■ Extrait de page:
┌────────
René Auguin : « J’attends un record de France du marathon chez les hommes. »

Ce dimanche place au 45ème Marathon de Paris. Comme depuis plus de 20 ans, à la demande de l'organisateur A.S.O (Amaury Sport Organisation), René Auguin a œuvré avec son associé Benjamin Soreau pour constituer un plateau Elite de grande qualité.
René Auguin, agent numéro 1 de l'athlétisme en France, s'est confié sur sa méthode de travail et son organisation qui fait ses preuves aussi bien sur les courses sur route que lors des meetings.

Lepape-info : René, en quoi consiste votre rôle sur une épreuve comme le Marathon de Paris ?  

René Auguin : Les différents et principaux agents dans le monde m’envoient une liste d’athlètes qui souhaitent courir à Paris et à partir de là il faut faire des choix en fonction des palmarès, des records. À Paris, comme ASICS est partenaire, il faut aussi donner la priorité aux athlètes de cet équipementier. Mon rôle est de faire des choix sachant que c’est la 22ème année que je m’occupe du plateau Elite du Marathon de Paris. Ce n’est pas une routine mais c’est devenu automatique, avec mon associé Benjamin Soreau on travaille avec les principaux agents qui représentent les meilleurs marathoniens du monde, c’est ainsi qu’on arrive à faire un plateau. Sur un marathon comme celui de dimanche, cela représente une soixantaine d’athlètes au total à gérer plus les lièvres.

 

René Auguin : « Comme un marathon ne se prépare pas en 3 jours on ne remplace généralement pas les forfaits. Sur un meeting, c’est différent. Un couloir vide c’est tellement moche que jusqu’au matin du meeting on va essayer de trouver quelqu’un pour remplir le couloir vide. »

 

Lepape-info : Avec des exigences de la part de l’organisateur en fonction du statut de l’épreuve  

R.A : On a cette chance à Paris que cela court relativement vite d’autant plus si les conditions météo sont bonnes. L’an passé à Paris le marathon était en octobre c’était une année exceptionnelle, il y a eu 5 ou 6 coureurs chez les hommes en dessous des 2h05. Le record de l’épreuve de Kenenisa Bekele qui datait de 2014 a été battu par 6 coureurs. Cette année, les conditions seront plutôt fraîches en espérant qu’on ait pas de vent mais l’objectif reste de courir le plus vite possible.

 

Lepape-info : Pour constituer le plateau, le travail commence combien de temps avant ?
└────────
■ Lignes enregistrées:
┌────────
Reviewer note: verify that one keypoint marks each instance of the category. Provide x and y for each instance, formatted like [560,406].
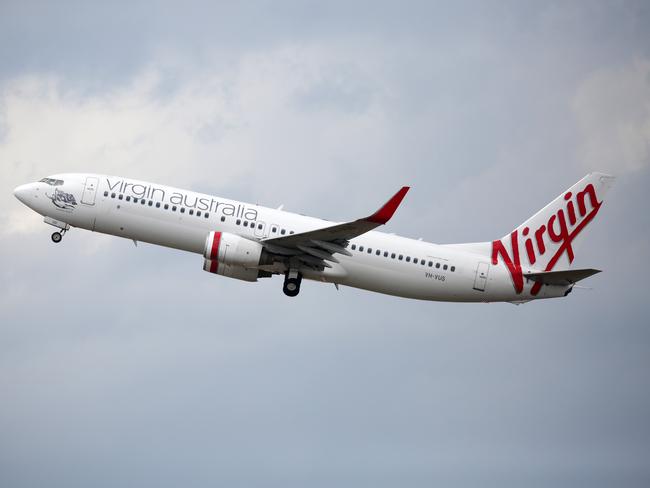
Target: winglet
[385,213]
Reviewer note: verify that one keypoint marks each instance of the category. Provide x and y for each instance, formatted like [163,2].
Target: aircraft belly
[174,234]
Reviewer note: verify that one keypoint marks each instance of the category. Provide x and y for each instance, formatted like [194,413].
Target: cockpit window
[52,181]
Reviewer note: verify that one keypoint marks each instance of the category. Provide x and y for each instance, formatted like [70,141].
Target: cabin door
[481,276]
[90,191]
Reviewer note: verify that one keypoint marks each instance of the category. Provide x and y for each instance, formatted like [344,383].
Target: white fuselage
[182,219]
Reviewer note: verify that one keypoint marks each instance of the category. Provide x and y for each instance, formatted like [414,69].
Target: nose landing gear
[57,236]
[292,280]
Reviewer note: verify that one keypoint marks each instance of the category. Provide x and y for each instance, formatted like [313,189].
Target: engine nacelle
[232,256]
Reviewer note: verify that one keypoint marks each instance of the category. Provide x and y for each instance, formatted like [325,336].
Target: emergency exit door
[481,276]
[90,190]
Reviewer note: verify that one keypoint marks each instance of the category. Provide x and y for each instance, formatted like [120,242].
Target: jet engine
[234,256]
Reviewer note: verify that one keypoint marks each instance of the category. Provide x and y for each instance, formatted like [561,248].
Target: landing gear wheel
[291,286]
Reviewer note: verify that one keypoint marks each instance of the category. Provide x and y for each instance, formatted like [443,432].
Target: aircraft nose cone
[21,192]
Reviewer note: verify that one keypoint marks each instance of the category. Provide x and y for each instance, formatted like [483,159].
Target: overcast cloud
[124,366]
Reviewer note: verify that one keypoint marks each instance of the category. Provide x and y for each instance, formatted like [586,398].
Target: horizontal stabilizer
[561,278]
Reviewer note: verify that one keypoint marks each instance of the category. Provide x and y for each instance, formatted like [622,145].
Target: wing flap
[341,233]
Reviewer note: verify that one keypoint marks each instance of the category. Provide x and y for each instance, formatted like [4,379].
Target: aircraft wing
[314,247]
[564,277]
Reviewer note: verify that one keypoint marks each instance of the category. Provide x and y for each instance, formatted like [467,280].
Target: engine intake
[233,256]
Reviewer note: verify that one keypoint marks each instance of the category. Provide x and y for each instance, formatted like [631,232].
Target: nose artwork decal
[62,200]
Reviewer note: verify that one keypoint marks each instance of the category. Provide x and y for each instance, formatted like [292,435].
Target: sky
[125,366]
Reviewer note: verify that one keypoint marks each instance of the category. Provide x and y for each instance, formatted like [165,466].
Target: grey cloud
[131,366]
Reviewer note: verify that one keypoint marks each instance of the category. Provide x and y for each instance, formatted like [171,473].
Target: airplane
[249,242]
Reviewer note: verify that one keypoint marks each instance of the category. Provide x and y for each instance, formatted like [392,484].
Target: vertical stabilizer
[549,239]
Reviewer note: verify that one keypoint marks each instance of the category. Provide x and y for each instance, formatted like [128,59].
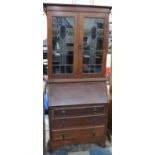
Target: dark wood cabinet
[77,49]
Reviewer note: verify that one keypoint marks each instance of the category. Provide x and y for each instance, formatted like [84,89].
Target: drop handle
[94,120]
[63,124]
[82,46]
[94,133]
[95,109]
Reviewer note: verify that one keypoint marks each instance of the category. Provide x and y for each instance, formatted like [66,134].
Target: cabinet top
[58,7]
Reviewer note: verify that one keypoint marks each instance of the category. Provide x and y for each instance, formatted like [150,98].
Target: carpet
[92,151]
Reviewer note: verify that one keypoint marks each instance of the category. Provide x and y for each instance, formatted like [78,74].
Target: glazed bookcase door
[92,44]
[62,47]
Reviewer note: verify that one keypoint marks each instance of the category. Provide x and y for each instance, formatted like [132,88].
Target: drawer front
└────────
■ Travail demandé:
Reprenez l'entretien sur le Marathon de Paris à partir de sa dernière phrase. Les lignes n'ont aucun rôle ici.

■ Réponse rédigée:
R.A : Pour un marathon comme celui de Paris en avril, nous avons commencé en janvier, je travaille dessus lorsque je connais le budget du plateau Elite. On sait que les gros marathons sont bookés avant. Pour Boston (18 avril), ils avaient clôturé leur plateau en décembre, Rotterdam (10 avril) quasiment pareil. On reçoit les listes des agents assez rapidement ce n’est pas une grosse charge de travail. Après il y a toute la partie logistique pour récupérer les athlètes à l’aéroport, l’hôtel etc… mais c’est beaucoup plus simple que de faire le plateau d’un meeting par exemple.

 

Lepape-info : Est-ce parfois un vrai casse-tête entre les forfaits de dernière minute ou autres aléas ? 

R.A : La dernière semaine sur un marathon il n’y a plus grand chose à faire. Nous avons la chance pour la 2ème année de n’avoir aucun forfait. Un forfait sur marathon on ne va pas le remplacer à moins qu’il y ait une cascade de forfaits, à la dernière minute on demande s’il n’y a pas des athlètes disponibles mais comme un marathon ne se prépare pas en 3 jours on ne remplace généralement pas les forfaits. Sur un meeting, c’est différent. Un couloir vide c’est tellement moche que jusqu’au matin du meeting on va essayer de trouver quelqu’un pour remplir le couloir vide.

 

René Auguin : « Je pense que le marathon de Paris a le meilleur rapport qualité / prix au monde au niveau du plateau. Cette année à Paris on aura 2 coureurs qui sont montés sur un podium sur l’un des 6 marathons dits « Majors » en 2021. »

 

Lepape-info : Pour être en phase avec le budget de l’organisateur, comment arrivez-vous à trouver le bon compromis ?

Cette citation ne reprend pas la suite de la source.